→ **GOAL OF THE EXERCISE**
Give back only the lines from the line with "Could you please outline every instance of the white window" up to and including the line with "[[[563,120],[390,130],[379,156],[381,206],[577,206]]]", with "outline" replaced by "trace" and everything else unchanged.

→ **EXTRACTED DATA**
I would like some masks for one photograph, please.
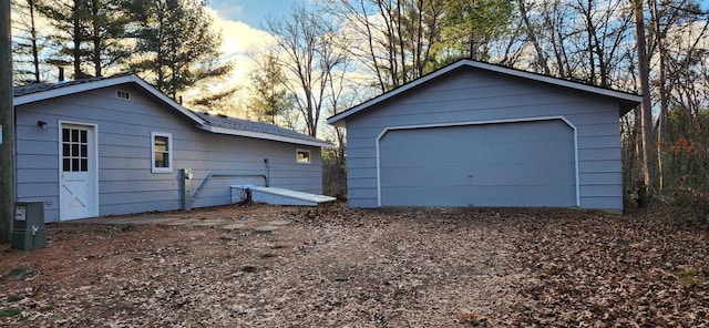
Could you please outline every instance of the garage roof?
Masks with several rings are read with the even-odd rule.
[[[489,64],[489,63],[484,63],[484,62],[479,62],[479,61],[473,61],[473,60],[467,60],[467,59],[463,59],[460,60],[458,62],[454,62],[448,66],[444,66],[438,71],[434,71],[430,74],[427,74],[424,76],[421,76],[410,83],[407,83],[400,88],[397,88],[394,90],[391,90],[387,93],[383,93],[379,96],[376,96],[369,101],[366,101],[357,106],[353,106],[342,113],[339,113],[337,115],[330,116],[328,119],[328,123],[329,124],[333,124],[337,126],[345,126],[345,122],[346,119],[352,114],[359,113],[363,110],[367,110],[368,107],[378,104],[380,102],[383,102],[390,98],[397,96],[401,93],[404,93],[407,91],[409,91],[410,89],[417,88],[421,84],[424,84],[433,79],[436,79],[439,76],[445,75],[450,72],[453,72],[455,70],[459,70],[461,68],[475,68],[475,69],[481,69],[481,70],[486,70],[486,71],[491,71],[491,72],[497,72],[497,73],[502,73],[502,74],[507,74],[507,75],[512,75],[512,76],[517,76],[517,78],[522,78],[522,79],[527,79],[527,80],[533,80],[533,81],[537,81],[537,82],[542,82],[542,83],[547,83],[547,84],[553,84],[553,85],[558,85],[558,86],[563,86],[563,88],[569,88],[569,89],[575,89],[575,90],[579,90],[579,91],[584,91],[584,92],[588,92],[588,93],[594,93],[597,95],[602,95],[602,96],[608,96],[608,98],[613,98],[613,99],[617,99],[620,102],[620,112],[619,115],[623,116],[626,113],[628,113],[630,110],[633,110],[635,106],[637,106],[641,101],[643,98],[640,95],[634,94],[634,93],[627,93],[627,92],[621,92],[621,91],[616,91],[616,90],[612,90],[612,89],[604,89],[604,88],[599,88],[599,86],[594,86],[594,85],[589,85],[589,84],[584,84],[584,83],[578,83],[578,82],[574,82],[574,81],[568,81],[568,80],[562,80],[562,79],[557,79],[557,78],[552,78],[552,76],[547,76],[547,75],[543,75],[543,74],[537,74],[537,73],[532,73],[532,72],[526,72],[526,71],[521,71],[521,70],[515,70],[515,69],[511,69],[511,68],[505,68],[505,66],[501,66],[501,65],[494,65],[494,64]]]

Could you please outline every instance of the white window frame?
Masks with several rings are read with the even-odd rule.
[[[121,96],[121,95],[125,95],[125,96]],[[115,98],[121,99],[121,100],[131,100],[131,93],[125,91],[125,90],[116,90],[115,91]]]
[[[305,160],[300,160],[300,153],[308,154]],[[310,164],[312,162],[312,154],[310,150],[296,148],[296,163],[298,164]]]
[[[156,167],[155,166],[155,137],[163,136],[167,137],[167,167]],[[151,172],[153,173],[172,173],[173,172],[173,157],[175,156],[175,152],[173,152],[173,134],[166,132],[151,132]]]

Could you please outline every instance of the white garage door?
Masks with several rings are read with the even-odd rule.
[[[563,120],[390,130],[379,156],[381,206],[577,206]]]

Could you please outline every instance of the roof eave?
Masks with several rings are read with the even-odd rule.
[[[66,86],[51,89],[47,91],[39,91],[34,93],[14,96],[13,105],[14,106],[24,105],[24,104],[29,104],[38,101],[44,101],[49,99],[75,94],[75,93],[85,92],[90,90],[96,90],[101,88],[114,86],[114,85],[124,84],[124,83],[135,83],[140,85],[141,88],[143,88],[143,90],[147,91],[150,94],[154,95],[163,103],[175,109],[177,112],[187,116],[188,119],[191,119],[192,121],[194,121],[199,125],[204,125],[206,123],[206,121],[204,121],[202,117],[197,116],[196,114],[194,114],[193,112],[184,107],[183,105],[169,99],[167,95],[163,94],[157,89],[150,85],[147,82],[143,81],[141,78],[138,78],[135,74],[122,75],[116,78],[107,78],[104,80],[66,85]]]
[[[202,129],[212,133],[246,136],[246,137],[254,137],[254,139],[260,139],[260,140],[285,142],[285,143],[297,144],[297,145],[305,145],[305,146],[326,147],[326,148],[335,147],[335,144],[326,141],[302,140],[302,139],[276,135],[276,134],[264,133],[264,132],[227,129],[227,127],[219,127],[219,126],[213,126],[213,125],[204,125]]]
[[[477,61],[472,61],[472,60],[460,60],[455,63],[452,63],[445,68],[442,68],[435,72],[432,72],[428,75],[424,75],[418,80],[412,81],[409,84],[405,84],[403,86],[400,86],[398,89],[394,89],[390,92],[387,92],[384,94],[381,94],[379,96],[376,96],[369,101],[366,101],[357,106],[353,106],[342,113],[339,113],[337,115],[330,116],[327,119],[328,124],[332,124],[335,126],[343,126],[345,125],[345,119],[356,114],[362,110],[366,110],[377,103],[383,102],[390,98],[393,98],[395,95],[399,95],[403,92],[409,91],[410,89],[413,89],[418,85],[421,85],[423,83],[427,83],[430,80],[433,80],[435,78],[439,78],[443,74],[446,74],[453,70],[456,70],[458,68],[461,66],[471,66],[471,68],[477,68],[477,69],[482,69],[482,70],[486,70],[486,71],[491,71],[491,72],[497,72],[497,73],[503,73],[503,74],[507,74],[511,76],[517,76],[517,78],[523,78],[523,79],[527,79],[527,80],[534,80],[534,81],[540,81],[540,82],[544,82],[544,83],[548,83],[548,84],[553,84],[553,85],[559,85],[559,86],[564,86],[564,88],[569,88],[569,89],[575,89],[575,90],[579,90],[579,91],[584,91],[584,92],[589,92],[589,93],[594,93],[594,94],[598,94],[598,95],[603,95],[603,96],[609,96],[609,98],[614,98],[617,99],[618,101],[620,101],[621,103],[621,110],[619,113],[619,116],[625,115],[627,112],[629,112],[633,107],[635,107],[635,105],[631,105],[633,103],[639,104],[643,100],[643,98],[640,95],[637,94],[631,94],[631,93],[626,93],[626,92],[620,92],[620,91],[614,91],[614,90],[608,90],[608,89],[603,89],[603,88],[598,88],[598,86],[593,86],[593,85],[587,85],[587,84],[583,84],[583,83],[578,83],[578,82],[573,82],[573,81],[567,81],[567,80],[562,80],[562,79],[557,79],[557,78],[552,78],[552,76],[546,76],[546,75],[541,75],[541,74],[536,74],[536,73],[531,73],[531,72],[525,72],[525,71],[520,71],[520,70],[515,70],[515,69],[510,69],[510,68],[504,68],[504,66],[500,66],[500,65],[493,65],[493,64],[489,64],[489,63],[483,63],[483,62],[477,62]],[[628,107],[629,106],[629,107]]]

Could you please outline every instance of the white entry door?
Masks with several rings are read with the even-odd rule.
[[[61,124],[60,152],[60,219],[97,216],[95,127]]]

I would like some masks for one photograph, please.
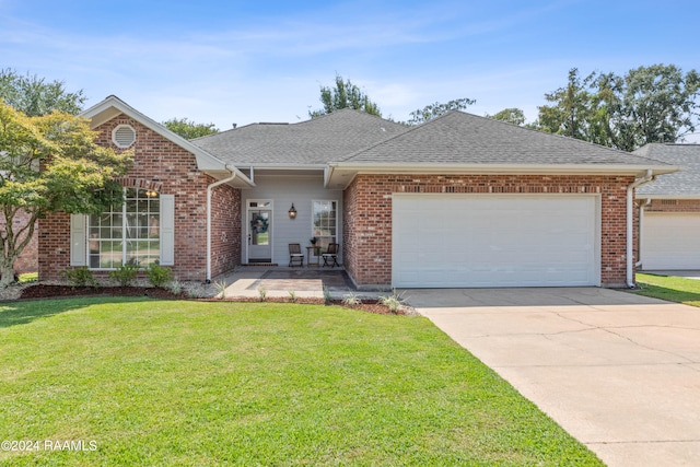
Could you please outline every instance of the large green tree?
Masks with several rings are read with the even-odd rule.
[[[590,87],[594,80],[595,73],[581,79],[576,68],[569,70],[567,85],[545,94],[545,100],[551,104],[538,107],[538,128],[550,133],[590,140]]]
[[[115,180],[128,171],[131,152],[95,143],[88,120],[57,110],[30,117],[0,103],[0,288],[14,280],[14,261],[49,212],[98,213],[122,202]],[[18,212],[27,215],[15,221]]]
[[[696,70],[684,74],[674,65],[639,67],[622,77],[602,74],[595,86],[593,121],[612,148],[633,151],[651,142],[676,142],[698,124]]]
[[[36,74],[20,74],[5,68],[0,70],[0,101],[30,117],[51,110],[78,115],[85,96],[83,91],[68,92],[63,81],[46,81]]]
[[[188,140],[219,132],[219,128],[214,124],[196,124],[187,118],[171,118],[163,121],[163,125],[168,130]]]
[[[698,122],[700,78],[674,65],[639,67],[620,77],[574,68],[569,82],[545,94],[535,126],[545,131],[623,151],[651,142],[676,142]]]
[[[486,115],[487,118],[491,118],[493,120],[506,121],[512,125],[517,125],[522,127],[525,125],[525,113],[516,107],[504,108],[501,112],[497,112],[493,115]]]
[[[320,103],[323,108],[308,110],[311,118],[317,118],[342,108],[352,108],[377,117],[382,116],[380,107],[352,81],[343,81],[340,74],[336,74],[334,86],[320,86]]]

→ **ANSWER BELOW**
Could you please trace every instance of the white window frame?
Masks with several rings are read with the even-odd rule.
[[[121,96],[121,95],[125,95],[125,96]],[[115,98],[121,99],[121,100],[131,100],[131,93],[125,91],[125,90],[116,90],[115,91]]]
[[[305,160],[300,160],[300,153],[308,154]],[[310,164],[312,162],[312,154],[310,150],[296,148],[296,163],[298,164]]]
[[[156,167],[155,166],[155,137],[163,136],[167,137],[167,167]],[[151,172],[153,173],[172,173],[173,172],[173,157],[175,156],[175,152],[173,152],[173,134],[166,132],[151,132]]]

Could you please trace every instance of the white garage door?
Masks with several rings are read with the even-odd rule.
[[[563,120],[390,130],[379,156],[381,206],[577,206]]]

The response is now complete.